## Stated problem
Write the records below out again exactly as given, with no images.

-- start of Dataset entries --

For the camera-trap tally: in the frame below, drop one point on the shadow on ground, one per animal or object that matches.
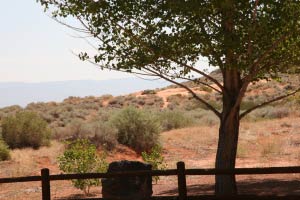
(248, 187)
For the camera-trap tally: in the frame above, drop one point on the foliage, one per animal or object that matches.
(137, 128)
(81, 157)
(156, 159)
(4, 151)
(105, 135)
(246, 40)
(25, 129)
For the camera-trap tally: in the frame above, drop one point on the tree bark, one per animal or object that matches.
(228, 133)
(226, 154)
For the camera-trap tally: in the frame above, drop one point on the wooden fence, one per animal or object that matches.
(180, 172)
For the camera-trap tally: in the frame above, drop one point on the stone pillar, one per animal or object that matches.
(133, 188)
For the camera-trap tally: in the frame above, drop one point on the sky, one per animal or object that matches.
(35, 48)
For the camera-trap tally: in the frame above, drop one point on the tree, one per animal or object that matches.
(247, 40)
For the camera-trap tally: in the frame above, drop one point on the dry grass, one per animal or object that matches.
(262, 144)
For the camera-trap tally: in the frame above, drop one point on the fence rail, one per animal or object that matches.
(180, 172)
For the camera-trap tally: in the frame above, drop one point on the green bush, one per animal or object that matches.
(25, 129)
(4, 151)
(81, 157)
(156, 159)
(137, 128)
(105, 135)
(174, 119)
(145, 92)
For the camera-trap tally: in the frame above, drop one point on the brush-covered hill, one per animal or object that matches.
(93, 108)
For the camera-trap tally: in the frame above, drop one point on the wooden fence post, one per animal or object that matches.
(46, 195)
(182, 191)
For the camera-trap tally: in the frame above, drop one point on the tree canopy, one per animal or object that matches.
(247, 40)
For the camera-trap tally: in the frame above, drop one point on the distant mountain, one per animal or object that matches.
(18, 93)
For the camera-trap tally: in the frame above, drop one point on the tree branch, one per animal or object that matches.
(268, 102)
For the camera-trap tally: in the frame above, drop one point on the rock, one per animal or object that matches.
(134, 188)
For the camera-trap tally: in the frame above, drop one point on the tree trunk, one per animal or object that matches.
(226, 153)
(228, 133)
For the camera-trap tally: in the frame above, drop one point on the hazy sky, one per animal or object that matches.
(35, 48)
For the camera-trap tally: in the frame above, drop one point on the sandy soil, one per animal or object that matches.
(262, 144)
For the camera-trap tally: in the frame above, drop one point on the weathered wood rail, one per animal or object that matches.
(180, 172)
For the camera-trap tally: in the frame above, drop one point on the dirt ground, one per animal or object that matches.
(262, 144)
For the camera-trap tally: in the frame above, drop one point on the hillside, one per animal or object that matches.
(269, 136)
(18, 93)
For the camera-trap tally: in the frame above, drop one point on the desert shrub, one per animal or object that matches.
(4, 151)
(268, 112)
(105, 135)
(156, 159)
(137, 128)
(203, 117)
(174, 119)
(145, 92)
(25, 129)
(101, 134)
(117, 102)
(207, 89)
(81, 157)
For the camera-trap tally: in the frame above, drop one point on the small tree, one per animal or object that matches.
(81, 157)
(156, 159)
(25, 129)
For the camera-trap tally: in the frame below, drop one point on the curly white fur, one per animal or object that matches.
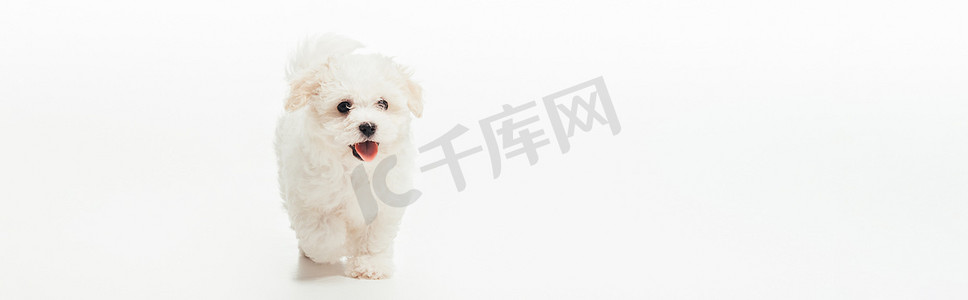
(315, 157)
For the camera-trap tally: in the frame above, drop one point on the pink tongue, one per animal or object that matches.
(367, 150)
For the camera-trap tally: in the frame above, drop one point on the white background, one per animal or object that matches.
(798, 150)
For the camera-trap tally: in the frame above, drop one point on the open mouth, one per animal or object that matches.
(365, 151)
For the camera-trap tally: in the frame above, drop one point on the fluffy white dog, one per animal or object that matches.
(344, 109)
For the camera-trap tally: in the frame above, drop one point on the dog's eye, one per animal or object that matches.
(343, 107)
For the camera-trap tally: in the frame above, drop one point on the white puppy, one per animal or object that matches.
(343, 110)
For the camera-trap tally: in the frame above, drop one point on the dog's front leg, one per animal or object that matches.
(373, 250)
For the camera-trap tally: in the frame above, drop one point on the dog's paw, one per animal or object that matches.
(369, 267)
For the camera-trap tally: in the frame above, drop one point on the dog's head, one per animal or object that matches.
(360, 102)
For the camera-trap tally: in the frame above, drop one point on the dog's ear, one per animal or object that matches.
(302, 90)
(414, 91)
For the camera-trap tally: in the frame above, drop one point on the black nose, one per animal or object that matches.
(367, 129)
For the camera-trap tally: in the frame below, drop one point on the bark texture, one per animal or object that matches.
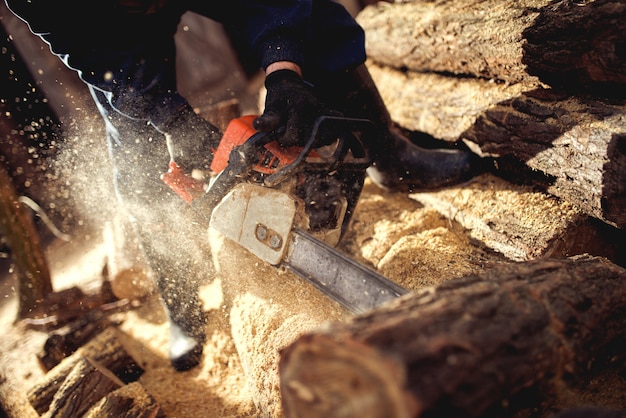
(462, 347)
(537, 82)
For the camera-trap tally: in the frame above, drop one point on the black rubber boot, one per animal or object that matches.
(398, 163)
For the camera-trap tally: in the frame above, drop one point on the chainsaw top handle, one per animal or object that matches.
(251, 152)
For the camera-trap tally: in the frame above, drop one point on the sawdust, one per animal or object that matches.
(255, 310)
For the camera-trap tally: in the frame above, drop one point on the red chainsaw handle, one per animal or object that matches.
(273, 157)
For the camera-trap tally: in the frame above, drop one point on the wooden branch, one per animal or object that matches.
(60, 345)
(34, 280)
(86, 384)
(129, 401)
(463, 347)
(573, 144)
(564, 42)
(105, 349)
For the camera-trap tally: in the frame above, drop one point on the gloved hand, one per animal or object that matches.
(191, 140)
(290, 103)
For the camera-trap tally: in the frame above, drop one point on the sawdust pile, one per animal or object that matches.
(254, 309)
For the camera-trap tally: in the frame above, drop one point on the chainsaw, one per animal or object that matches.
(291, 206)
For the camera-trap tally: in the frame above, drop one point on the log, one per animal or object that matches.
(105, 349)
(570, 146)
(536, 81)
(567, 43)
(85, 385)
(526, 223)
(463, 348)
(267, 309)
(61, 344)
(129, 401)
(17, 226)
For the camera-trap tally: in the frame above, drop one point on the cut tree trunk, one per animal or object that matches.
(129, 401)
(564, 42)
(267, 309)
(86, 384)
(463, 347)
(17, 226)
(538, 82)
(105, 349)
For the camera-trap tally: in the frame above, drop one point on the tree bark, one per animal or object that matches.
(105, 349)
(129, 401)
(563, 42)
(34, 281)
(463, 347)
(85, 385)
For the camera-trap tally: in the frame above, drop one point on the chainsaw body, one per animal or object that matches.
(314, 188)
(291, 206)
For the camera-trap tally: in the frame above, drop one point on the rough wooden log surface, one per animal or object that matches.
(565, 42)
(105, 349)
(267, 310)
(129, 401)
(576, 142)
(18, 227)
(86, 384)
(489, 72)
(526, 223)
(462, 347)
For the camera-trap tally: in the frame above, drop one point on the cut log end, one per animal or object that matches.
(321, 378)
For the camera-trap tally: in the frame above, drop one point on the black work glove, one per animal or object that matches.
(290, 103)
(191, 140)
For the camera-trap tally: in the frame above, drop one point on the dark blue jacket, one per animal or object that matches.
(132, 55)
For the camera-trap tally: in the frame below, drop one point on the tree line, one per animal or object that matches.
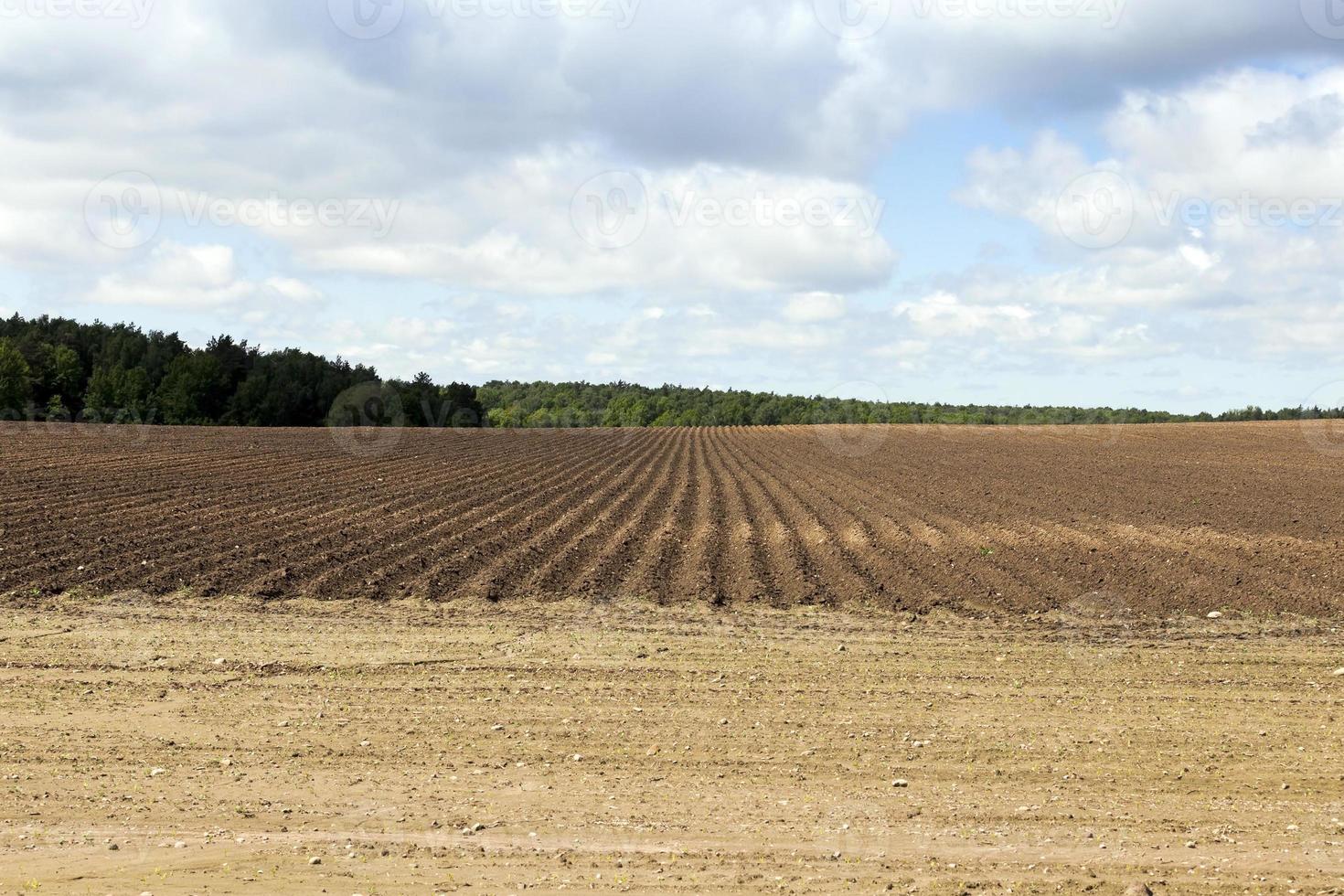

-- end of Dataset entries --

## Exercise solution
For the camera-trap tally: in the frame below, drop one point on the shadow on ground, one per animal or object that matches.
(248, 187)
For the camera-trap tally: in the frame above, drop one point on the foliage, one per animal or object that matches.
(137, 128)
(81, 157)
(156, 159)
(4, 151)
(105, 135)
(246, 40)
(25, 129)
For the camera-trap tally: in the frame above, drop one point on the tree bark, one per animal or object that matches.
(228, 133)
(226, 154)
For the camera-trap tally: in the frame above, drop one point on the wooden fence, one per animal or object that matches.
(180, 172)
For the camera-trap tally: in the frame above, drop one point on the stone pillar, one per animal or object that matches.
(133, 188)
For the camera-trap tally: in the frame above, drop one point on the sky, one per animal or object that matches.
(35, 48)
For the camera-trap tally: in the frame above, drop one point on the tree, one per animal or object that matches.
(247, 40)
For the camera-trap tally: in the frame above, drop one point on the dry grass, one per animal or object that matches.
(262, 144)
For the camera-trap tally: in the frame above, drop one point on the fence rail, one per animal or object that matches.
(180, 172)
For the camera-trap tally: in the frame above, drop one point on the green bush, one per animal or object that matches.
(25, 129)
(4, 151)
(81, 157)
(156, 159)
(137, 128)
(105, 135)
(174, 119)
(145, 92)
For the camera-trap tally: in the frame above, drop one point on the brush-covered hill, one per animal or object that matches.
(93, 108)
For the camera-trap tally: in the frame above, drop one point on the wooden fence post, one per animal or object that matches.
(46, 195)
(182, 191)
For the camera-trap tally: in the frame above, drop one point on the tree canopy, one per animal or object that matches.
(247, 40)
For the camera-trap tally: in the frame above, drop one point on the distant mountain, one per animal or object that matches.
(18, 93)
For the camera-trap tally: in the frame above, drop one point on the tree branch, one per animal or object that matches.
(268, 102)
For the camera-trap tally: in the frame above, drop one point on the rock, one per animal or object that matches.
(134, 188)
For the camera-trap tally: in the frame above, drop one point on the tree trunk, one per animal or object that matches.
(226, 153)
(228, 133)
For the camera-trap tally: in the frame above, drop one point on the hazy sky, one per animal or object that matches.
(35, 48)
For the camera-trap tally: in the frame above, drop one point on the sandy soil, one per animal or object that matches.
(262, 144)
For the camera-trap tally: in the frame above, drop one point on the weathered wood rail, one per animal or object that matches.
(180, 172)
For the camera-trap tally: in the frame above, drop one point on the dirt ground, one per animal or object that matches.
(262, 144)
For the camera-trap tally: in the frame above, drop one point on the hillside, one per animal or object that matches.
(269, 136)
(18, 93)
For the camera-trap tally: in the frame above, drop one point on the desert shrub, one per animal or object that matches.
(4, 151)
(268, 112)
(105, 135)
(156, 159)
(137, 128)
(203, 117)
(174, 119)
(145, 92)
(25, 129)
(101, 134)
(117, 102)
(207, 89)
(81, 157)
For the camera-trap tally: in the frame above, drop one point on the small tree, one per animal or object that matches.
(81, 157)
(156, 159)
(25, 129)
For the camera-trap tally: in the frame below, drop one point on the curly white fur, one per animal or object that matches.
(315, 157)
For the camera-trap tally: in the frame above, drop one point on the pink tongue, one per animal or object that matches.
(367, 150)
For the camera-trap tally: in the frame above, drop one point on the white background, one per animal or object that matches.
(798, 150)
For the camera-trap tally: in the frame above, drop one point on the open mouth, one per animal or object that matches.
(365, 151)
For the camera-trap tally: in the frame above, drop one point on the fluffy white dog, one per animal or object that matches.
(344, 109)
For the camera-trap tally: in the frame above, drop one point on the dog's eye, one per animal or object that matches.
(343, 107)
For the camera-trap tally: in the frame above, drop one point on the white puppy, one per animal or object that matches.
(343, 110)
For the camera-trap tally: in the frame above, drop one point on the dog's front leg, one per animal or object that matches.
(373, 250)
For the camera-trap tally: in the frame above, drop one point on the dog's paw, one per animal or object that matches.
(369, 267)
For the camera-trap tally: in the frame above, drop one point on the dog's head, one per animal or object that matches.
(360, 102)
For the camera-trap tally: in the frame above, drop one point on the dog's ear, one per animal or object that matches.
(302, 90)
(414, 91)
For the camera-trap tally: in the frame above, drop one point on the black nose, one per animal or object that matches.
(367, 129)
For the camera-trap tally: in the frame below, drop one point on the bark texture, one per animal or object that matches.
(462, 347)
(537, 82)
For the camera-trap tally: in the frame above, drop one point on the black rubber boot, one per animal or object that matches.
(398, 163)
For the camera-trap tally: in the frame above, drop one point on the chainsaw top handle, one per animal or object that matches.
(251, 152)
For the camera-trap tally: in the frame above, drop one point on the sawdust, one per animal or object that matches.
(255, 310)
For the camera-trap tally: in the frame above, drop one point on the red chainsaw handle, one per animal or object that matches.
(273, 157)
For the camera-trap tally: in the frame above, drop one point on the wooden branch, one per animal or object that matches.
(60, 345)
(34, 280)
(86, 384)
(129, 401)
(463, 347)
(573, 144)
(564, 42)
(105, 349)
For the camera-trap tally: in the frame above, drop one point on the gloved hand, one per animal or object that matches.
(191, 140)
(290, 103)
For the camera-trap tally: in the frame above, drop one point on the sawdust pile, one per animal or object that matches.
(254, 309)
For the camera-trap tally: in the frame above, drop one point on the chainsaw, one per animal or object that matches.
(291, 206)
For the camera-trap tally: in the frame above, drop one point on the log, one per animal or object that matches.
(105, 349)
(570, 146)
(536, 81)
(567, 43)
(85, 385)
(526, 223)
(463, 348)
(267, 309)
(61, 344)
(129, 401)
(17, 226)
For the camera-trap tally: in the frame above, drop one point on the cut tree trunk, one per animal or object that matches.
(129, 401)
(564, 42)
(267, 309)
(86, 384)
(463, 347)
(17, 226)
(538, 82)
(105, 349)
For the camera-trap tally: in the frame above, drop one point on the tree bark, one per animal or object that matches.
(105, 349)
(129, 401)
(563, 42)
(34, 281)
(463, 347)
(85, 385)
For the camera-trap tally: in the frame above, drop one point on the chainsaw body, one per animal or object that matches.
(314, 188)
(291, 206)
For the camera-trap tally: in the frame above, drop one point on the rough wooden log surface, one per animal or object that matches.
(565, 42)
(105, 349)
(267, 310)
(129, 401)
(576, 142)
(18, 227)
(86, 384)
(489, 72)
(526, 223)
(462, 347)
For the camera-trap tally: in the frame above, drop one point on the cut log end, one per animal or object that matches.
(321, 378)
For the camera-trap tally: in the frame above, drop one point on the black work glove, one per animal or object that matches.
(290, 103)
(191, 140)
For the camera-trap tally: in the frame above, drop one point on the dark blue jacket, one per animal or object that matches.
(132, 55)
For the camera-trap tally: in the frame below, drop one point on the tree line, one per animal or object that matches.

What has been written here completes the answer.